Task description: Copy the records from the line containing "For the evaluation set, tag every instance of the white square" to the line containing "[[343, 173]]", both lines included and requests kept, and shift every point coordinate in the answers by -61.

──────────

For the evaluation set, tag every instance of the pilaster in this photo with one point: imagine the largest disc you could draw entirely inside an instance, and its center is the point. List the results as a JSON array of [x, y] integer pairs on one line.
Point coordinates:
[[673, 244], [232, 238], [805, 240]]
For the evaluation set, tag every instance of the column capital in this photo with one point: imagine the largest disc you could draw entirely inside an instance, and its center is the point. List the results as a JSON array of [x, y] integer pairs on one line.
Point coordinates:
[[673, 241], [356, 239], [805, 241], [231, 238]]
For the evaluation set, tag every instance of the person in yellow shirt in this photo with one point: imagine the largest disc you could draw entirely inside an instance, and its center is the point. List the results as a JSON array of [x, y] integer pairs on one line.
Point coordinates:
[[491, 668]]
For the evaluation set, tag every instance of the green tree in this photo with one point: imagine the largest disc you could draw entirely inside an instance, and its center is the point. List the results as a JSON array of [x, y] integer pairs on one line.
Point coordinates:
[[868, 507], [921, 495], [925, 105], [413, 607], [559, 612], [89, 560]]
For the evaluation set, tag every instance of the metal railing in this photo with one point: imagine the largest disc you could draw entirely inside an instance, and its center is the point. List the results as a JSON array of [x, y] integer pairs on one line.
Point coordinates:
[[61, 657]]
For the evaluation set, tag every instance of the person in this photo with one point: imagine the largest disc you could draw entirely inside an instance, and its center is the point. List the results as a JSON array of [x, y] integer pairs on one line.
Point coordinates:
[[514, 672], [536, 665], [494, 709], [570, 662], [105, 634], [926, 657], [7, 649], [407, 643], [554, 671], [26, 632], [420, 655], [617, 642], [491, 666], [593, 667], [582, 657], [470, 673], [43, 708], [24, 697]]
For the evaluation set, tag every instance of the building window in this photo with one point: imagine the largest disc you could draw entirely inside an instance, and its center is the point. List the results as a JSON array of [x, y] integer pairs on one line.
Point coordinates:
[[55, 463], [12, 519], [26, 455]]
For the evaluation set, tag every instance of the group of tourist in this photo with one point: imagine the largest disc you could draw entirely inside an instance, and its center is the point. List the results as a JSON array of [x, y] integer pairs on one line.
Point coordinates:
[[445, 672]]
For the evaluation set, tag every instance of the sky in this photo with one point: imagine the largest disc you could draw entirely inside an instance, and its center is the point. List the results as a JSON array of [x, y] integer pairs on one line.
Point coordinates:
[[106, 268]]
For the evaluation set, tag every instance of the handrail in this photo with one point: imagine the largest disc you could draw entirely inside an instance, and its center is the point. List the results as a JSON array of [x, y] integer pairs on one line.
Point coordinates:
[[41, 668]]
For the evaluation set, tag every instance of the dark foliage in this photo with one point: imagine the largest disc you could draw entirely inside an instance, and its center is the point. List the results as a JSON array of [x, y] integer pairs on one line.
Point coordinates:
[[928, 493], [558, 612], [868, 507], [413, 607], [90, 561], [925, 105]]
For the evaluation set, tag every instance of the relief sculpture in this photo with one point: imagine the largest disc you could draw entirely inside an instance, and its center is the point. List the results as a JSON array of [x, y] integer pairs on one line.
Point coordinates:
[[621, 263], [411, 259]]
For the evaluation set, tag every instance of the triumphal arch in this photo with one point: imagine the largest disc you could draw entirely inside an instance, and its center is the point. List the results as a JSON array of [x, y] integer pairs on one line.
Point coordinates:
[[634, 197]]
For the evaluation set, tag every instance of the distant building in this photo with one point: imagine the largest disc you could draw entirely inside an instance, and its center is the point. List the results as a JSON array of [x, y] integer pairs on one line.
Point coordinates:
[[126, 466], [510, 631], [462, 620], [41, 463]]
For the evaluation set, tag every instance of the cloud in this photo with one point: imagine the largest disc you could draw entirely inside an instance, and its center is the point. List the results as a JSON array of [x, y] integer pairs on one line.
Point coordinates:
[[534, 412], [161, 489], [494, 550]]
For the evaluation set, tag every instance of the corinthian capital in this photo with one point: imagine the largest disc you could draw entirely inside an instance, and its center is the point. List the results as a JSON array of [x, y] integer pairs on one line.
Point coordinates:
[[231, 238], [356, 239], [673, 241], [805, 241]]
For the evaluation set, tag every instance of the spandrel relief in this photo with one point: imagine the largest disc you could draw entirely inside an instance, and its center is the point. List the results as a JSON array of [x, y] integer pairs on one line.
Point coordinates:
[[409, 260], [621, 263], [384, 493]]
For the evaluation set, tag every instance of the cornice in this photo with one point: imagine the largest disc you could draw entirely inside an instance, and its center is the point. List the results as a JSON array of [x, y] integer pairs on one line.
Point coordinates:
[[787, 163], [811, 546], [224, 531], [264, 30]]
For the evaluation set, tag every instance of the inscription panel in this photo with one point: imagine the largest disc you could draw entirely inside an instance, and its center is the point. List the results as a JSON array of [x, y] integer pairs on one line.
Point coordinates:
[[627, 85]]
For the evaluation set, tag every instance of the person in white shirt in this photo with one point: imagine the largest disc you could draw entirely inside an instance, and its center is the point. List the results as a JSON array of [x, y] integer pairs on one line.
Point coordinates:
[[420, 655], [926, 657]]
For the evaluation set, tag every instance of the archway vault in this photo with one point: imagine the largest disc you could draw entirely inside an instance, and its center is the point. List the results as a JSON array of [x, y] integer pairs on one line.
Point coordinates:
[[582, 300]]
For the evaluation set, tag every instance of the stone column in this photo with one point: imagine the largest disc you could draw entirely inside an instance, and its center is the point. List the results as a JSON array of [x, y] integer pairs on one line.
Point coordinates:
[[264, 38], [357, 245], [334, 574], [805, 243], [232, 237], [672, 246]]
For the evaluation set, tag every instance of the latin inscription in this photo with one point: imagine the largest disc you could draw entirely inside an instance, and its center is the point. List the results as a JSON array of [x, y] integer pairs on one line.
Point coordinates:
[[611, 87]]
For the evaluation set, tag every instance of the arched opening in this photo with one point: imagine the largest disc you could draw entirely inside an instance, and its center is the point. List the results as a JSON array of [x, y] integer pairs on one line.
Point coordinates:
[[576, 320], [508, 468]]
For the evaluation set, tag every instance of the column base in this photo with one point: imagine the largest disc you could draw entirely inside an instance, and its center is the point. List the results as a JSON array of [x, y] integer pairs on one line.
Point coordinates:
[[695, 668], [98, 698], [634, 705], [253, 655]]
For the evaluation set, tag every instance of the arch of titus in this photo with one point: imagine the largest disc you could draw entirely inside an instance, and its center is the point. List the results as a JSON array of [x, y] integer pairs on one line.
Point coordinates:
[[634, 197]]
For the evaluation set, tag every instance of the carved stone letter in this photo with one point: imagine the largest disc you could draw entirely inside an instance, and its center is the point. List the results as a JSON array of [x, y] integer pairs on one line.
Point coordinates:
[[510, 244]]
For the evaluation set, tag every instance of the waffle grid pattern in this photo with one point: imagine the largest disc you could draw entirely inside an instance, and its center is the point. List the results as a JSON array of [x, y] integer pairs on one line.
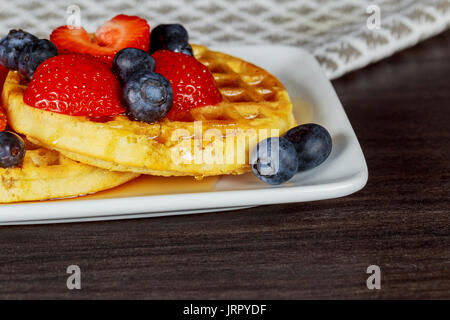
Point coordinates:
[[247, 92], [335, 31]]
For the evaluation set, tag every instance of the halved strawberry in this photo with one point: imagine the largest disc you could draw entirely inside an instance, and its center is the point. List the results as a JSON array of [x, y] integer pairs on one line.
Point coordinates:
[[3, 73], [75, 84], [120, 32], [192, 83]]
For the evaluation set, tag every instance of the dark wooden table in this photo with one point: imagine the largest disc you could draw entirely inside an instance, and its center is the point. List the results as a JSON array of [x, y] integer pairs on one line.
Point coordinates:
[[399, 109]]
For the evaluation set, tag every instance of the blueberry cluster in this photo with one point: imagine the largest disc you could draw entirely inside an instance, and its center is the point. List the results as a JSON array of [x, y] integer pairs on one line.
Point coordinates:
[[20, 50], [147, 95], [276, 160]]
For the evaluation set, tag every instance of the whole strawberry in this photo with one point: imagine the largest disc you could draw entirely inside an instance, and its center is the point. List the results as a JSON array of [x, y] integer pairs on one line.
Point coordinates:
[[193, 85], [75, 84]]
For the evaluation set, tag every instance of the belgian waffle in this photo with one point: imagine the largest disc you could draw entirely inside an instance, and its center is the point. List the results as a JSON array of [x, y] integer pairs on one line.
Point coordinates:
[[253, 100], [46, 174]]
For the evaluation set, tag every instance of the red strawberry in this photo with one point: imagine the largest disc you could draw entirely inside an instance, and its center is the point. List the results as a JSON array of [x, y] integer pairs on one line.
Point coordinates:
[[3, 120], [192, 83], [75, 84], [120, 32], [3, 73]]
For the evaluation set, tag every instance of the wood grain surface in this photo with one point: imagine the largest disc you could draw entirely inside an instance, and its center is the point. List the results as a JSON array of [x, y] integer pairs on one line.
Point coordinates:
[[399, 109]]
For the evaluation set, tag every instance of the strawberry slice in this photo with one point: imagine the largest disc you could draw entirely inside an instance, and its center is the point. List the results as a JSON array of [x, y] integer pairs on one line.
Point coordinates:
[[75, 84], [120, 32], [192, 83], [3, 73]]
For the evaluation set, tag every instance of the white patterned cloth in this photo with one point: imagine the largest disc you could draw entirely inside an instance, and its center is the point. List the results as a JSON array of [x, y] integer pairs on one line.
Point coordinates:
[[335, 31]]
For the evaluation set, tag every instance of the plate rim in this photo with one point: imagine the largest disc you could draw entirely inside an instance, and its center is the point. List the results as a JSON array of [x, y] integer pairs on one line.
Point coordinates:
[[120, 208]]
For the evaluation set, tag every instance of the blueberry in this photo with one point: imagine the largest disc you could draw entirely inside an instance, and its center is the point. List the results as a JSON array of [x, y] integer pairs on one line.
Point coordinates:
[[274, 160], [130, 60], [11, 47], [33, 54], [173, 37], [12, 149], [313, 144], [148, 96], [180, 46]]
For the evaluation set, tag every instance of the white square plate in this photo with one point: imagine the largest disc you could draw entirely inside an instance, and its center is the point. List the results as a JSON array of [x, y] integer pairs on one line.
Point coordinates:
[[343, 173]]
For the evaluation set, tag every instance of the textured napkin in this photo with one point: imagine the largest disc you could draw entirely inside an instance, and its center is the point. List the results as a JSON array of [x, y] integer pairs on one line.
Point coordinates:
[[342, 34]]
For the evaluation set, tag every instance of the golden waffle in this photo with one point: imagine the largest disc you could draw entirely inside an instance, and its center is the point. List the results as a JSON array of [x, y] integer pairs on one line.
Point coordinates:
[[47, 174], [253, 101]]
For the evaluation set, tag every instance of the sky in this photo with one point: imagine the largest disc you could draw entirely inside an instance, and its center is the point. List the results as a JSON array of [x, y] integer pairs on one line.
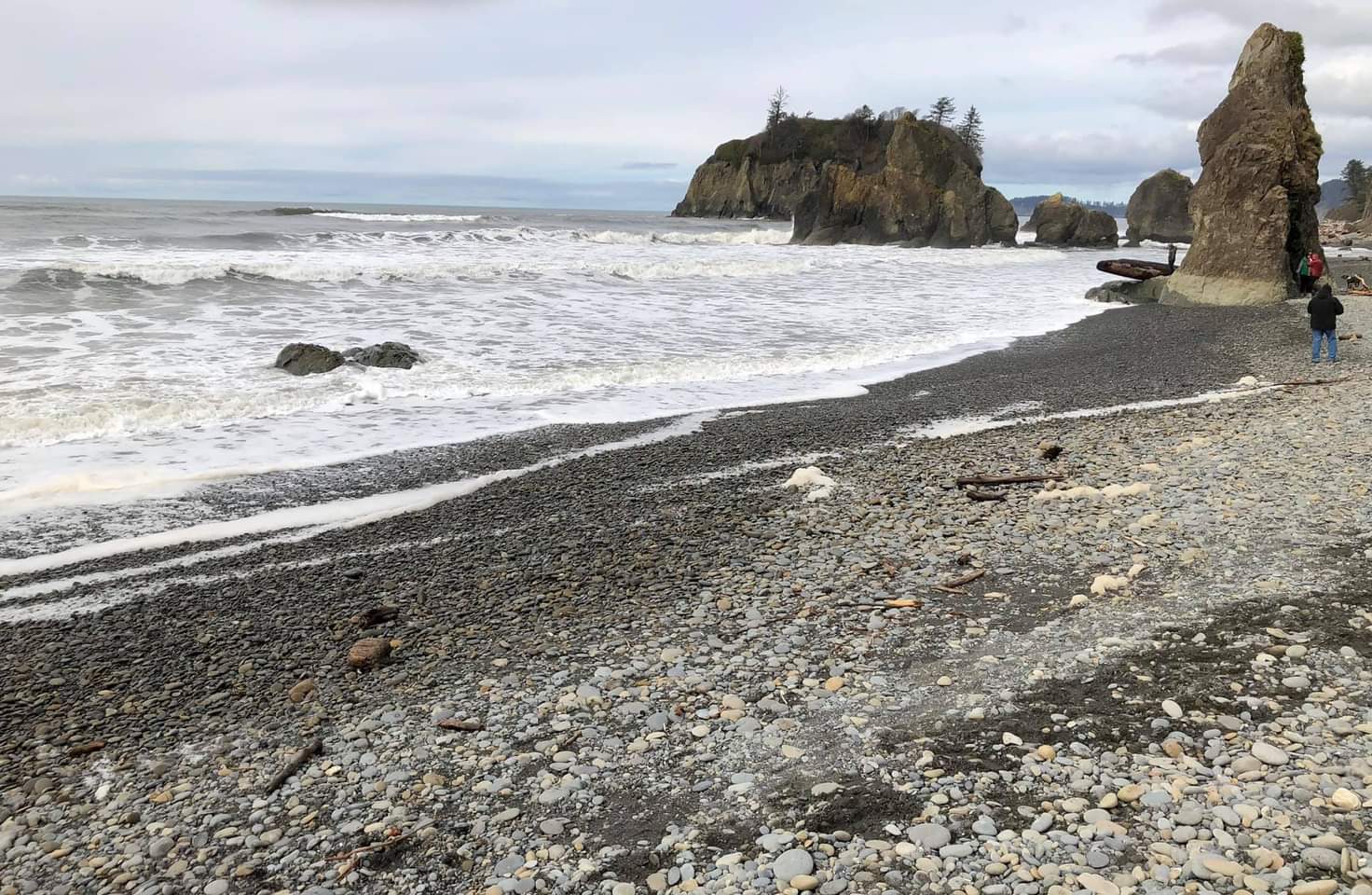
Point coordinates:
[[612, 104]]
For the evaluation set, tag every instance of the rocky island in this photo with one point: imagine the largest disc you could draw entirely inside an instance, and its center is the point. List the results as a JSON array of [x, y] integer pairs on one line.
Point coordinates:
[[906, 182], [1057, 221]]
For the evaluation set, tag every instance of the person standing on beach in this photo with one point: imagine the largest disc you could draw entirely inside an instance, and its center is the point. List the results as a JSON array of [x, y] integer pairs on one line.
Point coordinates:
[[1324, 310]]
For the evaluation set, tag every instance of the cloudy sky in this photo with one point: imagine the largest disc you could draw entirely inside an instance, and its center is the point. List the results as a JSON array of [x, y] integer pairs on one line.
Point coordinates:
[[598, 103]]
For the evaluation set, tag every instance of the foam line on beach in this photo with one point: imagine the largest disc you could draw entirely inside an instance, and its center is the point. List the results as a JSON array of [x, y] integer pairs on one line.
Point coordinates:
[[331, 515], [970, 424]]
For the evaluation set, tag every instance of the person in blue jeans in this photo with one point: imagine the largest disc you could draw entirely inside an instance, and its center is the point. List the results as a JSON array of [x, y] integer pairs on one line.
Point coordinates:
[[1324, 310]]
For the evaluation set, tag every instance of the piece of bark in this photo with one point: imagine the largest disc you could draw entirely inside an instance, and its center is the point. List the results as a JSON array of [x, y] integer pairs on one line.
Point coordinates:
[[375, 615], [86, 749], [1006, 479], [964, 580], [294, 764], [369, 653]]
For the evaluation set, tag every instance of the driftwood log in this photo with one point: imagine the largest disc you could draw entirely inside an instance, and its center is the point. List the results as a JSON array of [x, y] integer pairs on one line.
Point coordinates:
[[294, 764], [1006, 479], [1132, 269]]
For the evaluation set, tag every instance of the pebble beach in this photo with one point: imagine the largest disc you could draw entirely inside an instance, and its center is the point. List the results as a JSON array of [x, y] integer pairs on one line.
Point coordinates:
[[660, 670]]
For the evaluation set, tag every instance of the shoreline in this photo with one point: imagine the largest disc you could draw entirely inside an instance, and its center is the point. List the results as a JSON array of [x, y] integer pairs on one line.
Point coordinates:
[[665, 673]]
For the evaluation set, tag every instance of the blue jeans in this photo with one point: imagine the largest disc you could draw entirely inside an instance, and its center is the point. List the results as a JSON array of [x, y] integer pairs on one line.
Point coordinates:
[[1324, 336]]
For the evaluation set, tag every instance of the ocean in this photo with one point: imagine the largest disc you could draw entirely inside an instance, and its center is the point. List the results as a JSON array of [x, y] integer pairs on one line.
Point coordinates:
[[137, 337]]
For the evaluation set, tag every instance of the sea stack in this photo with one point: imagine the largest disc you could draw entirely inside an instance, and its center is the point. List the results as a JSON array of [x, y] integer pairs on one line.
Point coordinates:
[[1060, 223], [925, 189], [1255, 206], [1159, 209]]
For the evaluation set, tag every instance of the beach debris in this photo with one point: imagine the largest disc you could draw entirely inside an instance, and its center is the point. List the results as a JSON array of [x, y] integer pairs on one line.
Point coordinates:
[[981, 478], [353, 858], [954, 586], [1132, 269], [295, 764], [1104, 584], [813, 481], [375, 615], [301, 691], [86, 749], [369, 653]]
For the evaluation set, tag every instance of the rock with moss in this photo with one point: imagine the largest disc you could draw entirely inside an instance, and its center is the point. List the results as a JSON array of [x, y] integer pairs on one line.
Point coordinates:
[[1058, 221], [1255, 206], [1159, 209], [924, 188]]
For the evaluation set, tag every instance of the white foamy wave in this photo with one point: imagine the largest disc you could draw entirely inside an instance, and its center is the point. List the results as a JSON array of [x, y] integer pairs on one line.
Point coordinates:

──────────

The result:
For the evaluation set, tag every instance of the white square plate in this photo with one point: imagine the largest disc you could draw entirely inside an instance, and its center is the point. List the results as a JSON array of [x, y] integer pairs on one line.
Point coordinates:
[[282, 112]]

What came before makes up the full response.